> _PAGE EXTRACT_
------------------------------------------------------------------------
Working in a general hospital in Britain was a more stable environment than Casualty Clearing Stations or Field Hospitals nearer the front, and the emphasis was on treatment and recovery. With her training in hydrotherapy and restorative healing, it is possible that Ralph worked in recovery and rehabilitation wards, including shell-shock cases. The responsibility accorded nurses in military hospitals blurred traditional gender and rank relationships and gave them a respect they had not been accorded in civilian life. Nonetheless they were subject to many pressures: to be competent while remaining feminine; to be professional while often seen as ministering angels; to come to grips with the military need to get men back to the front instead of the care and comfort for the afflicted and dying that nurses, especially religious women like Ralph, considered essential not only to their calling but to the recovery of their patients. And we know nothing of the social life of Elizabeth Ralph as a 30-something nursing sister not far from London. The experience of war profoundly affected nurses’ ideas of religion, gender identities, the British Empire, and their profession, and made their transition back into civilian and family life challenging, as it was for male soldiers.

As a returning veteran from a leading family in the church, she was held in great respect on her return. But unlike her unmarried older sister Isabel, who continued to live at home, look after her widowed mother and participate in the varied activities of the church, Elizabeth had a profession and a unique experience. It is not clear where her path took her in the 1920s. But on February 2, 1929, at age 43, she was united in marriage by Rev. Anderson with Peter Butler Olney, 47, of New York. “The bride wore a beautiful Parisian gown of beige chiffon, hand painted in a design of pink roses and combined with beige lace, and a hat of beige felt and straw, and she carried a bouquet of sunset roses and orchids,” reported the Ottawa Citizen. After a honeymoon in Quebec, the couple moved to New York where she spent the rest of her life.
------------------------------------------------------------------------
> _DIRECTIONS_
1. In the Elizabeth Ralph passage, rewrite the stretch from "As a returning" through "of her life.", replacing "honeymoon" with "wedding trip".
2. Write the next part of the account of Elizabeth Ralph's life, starting after its last sentence.
------------------------------------------------------------------------
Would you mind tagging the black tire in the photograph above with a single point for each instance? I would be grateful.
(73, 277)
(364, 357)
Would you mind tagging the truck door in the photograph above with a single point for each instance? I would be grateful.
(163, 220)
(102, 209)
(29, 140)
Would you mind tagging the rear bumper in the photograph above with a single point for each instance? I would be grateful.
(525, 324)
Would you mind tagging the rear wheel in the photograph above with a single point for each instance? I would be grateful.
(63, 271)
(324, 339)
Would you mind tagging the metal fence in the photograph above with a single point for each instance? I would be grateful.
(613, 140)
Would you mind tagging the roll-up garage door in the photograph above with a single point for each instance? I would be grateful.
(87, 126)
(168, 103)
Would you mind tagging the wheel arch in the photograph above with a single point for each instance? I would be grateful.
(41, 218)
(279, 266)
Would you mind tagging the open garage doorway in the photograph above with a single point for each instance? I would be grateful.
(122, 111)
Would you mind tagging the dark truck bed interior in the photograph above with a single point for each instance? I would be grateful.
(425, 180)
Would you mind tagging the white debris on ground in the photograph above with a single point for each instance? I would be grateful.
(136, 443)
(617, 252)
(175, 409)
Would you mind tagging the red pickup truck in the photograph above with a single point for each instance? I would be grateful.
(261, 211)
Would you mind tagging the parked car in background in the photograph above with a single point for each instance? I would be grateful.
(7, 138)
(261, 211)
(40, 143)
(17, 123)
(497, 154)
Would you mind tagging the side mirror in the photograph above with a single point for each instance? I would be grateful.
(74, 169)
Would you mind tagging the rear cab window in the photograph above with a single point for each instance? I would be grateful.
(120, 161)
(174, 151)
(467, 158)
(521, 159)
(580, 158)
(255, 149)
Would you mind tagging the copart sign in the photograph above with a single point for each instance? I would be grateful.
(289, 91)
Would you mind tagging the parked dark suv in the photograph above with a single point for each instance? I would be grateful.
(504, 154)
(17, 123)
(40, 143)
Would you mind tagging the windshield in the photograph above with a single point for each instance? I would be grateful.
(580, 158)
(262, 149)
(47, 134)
------------------------------------------------------------------------
> _ANSWERS GIVEN_
1.
As a returning veteran from a leading family in the church, she was held in great respect on her return. But unlike her unmarried older sister Isabel, who continued to live at home, look after her widowed mother and participate in the varied activities of the church, Elizabeth had a profession and a unique experience. It is not clear where her path took her in the 1920s. But on February 2, 1929, at age 43, she was united in marriage by Rev. Anderson with Peter Butler Olney, 47, of New York. “The bride wore a beautiful Parisian gown of beige chiffon, hand painted in a design of pink roses and combined with beige lace, and a hat of beige felt and straw, and she carried a bouquet of sunset roses and orchids,” reported the Ottawa Citizen. After a wedding trip in Quebec, the couple moved to New York where she spent the rest of her life.

2.
Peter Olney came from a distinguished legal family. His father had been a prominent New York Democrat as well as a leading member of the bar, and had played a key role in taking down the infamous Boss Tweed of Tammany Hall in the 1880s. His brother Richard Olney had been U. S. Secretary of State in the second administration of President Grover Cleveland. Peter Olney had graduated from Harvard in 1903 and Harvard Law School in 1906, had been appointed assistant U. S. Attorney in the South District of New York in 1919, and had succeeded his father in 1922 as Federal Bankruptcy Referee in New York City. But he had also known terrible tragedy. Two of his children by his first wife had drowned, together with his nephew, when they pursued a toy sailboat into a deep river. Peter and his wife had had two more children, in 1922 and 1925, but she had then died in 1927.

Elizabeth Ralph thus became the stepmother of two young children in a family rich with legal tradition and solid wealth. She presumably adapted well to the role and in 1936 became a naturalized U. S. Citizen. She died in 1947 at age 64 in New York after a short illness. The funeral took place from the family residence “Casa Loma” at Scarborough-on-Hudson and she was buried in the Olney family plot on Long Island. Her stepson, Peter, was by then a student at Harvard. Her husband died at Andover, Massachusetts, in 1968.

With the death of Eugenia Ralph in 1951 the Ralph family home at 76 Stanley was sold (and probably torn down shortly afterward, along with the other houses on the river side of the street, to make a park). Isabel Ralph died at Island Lodge in 1975.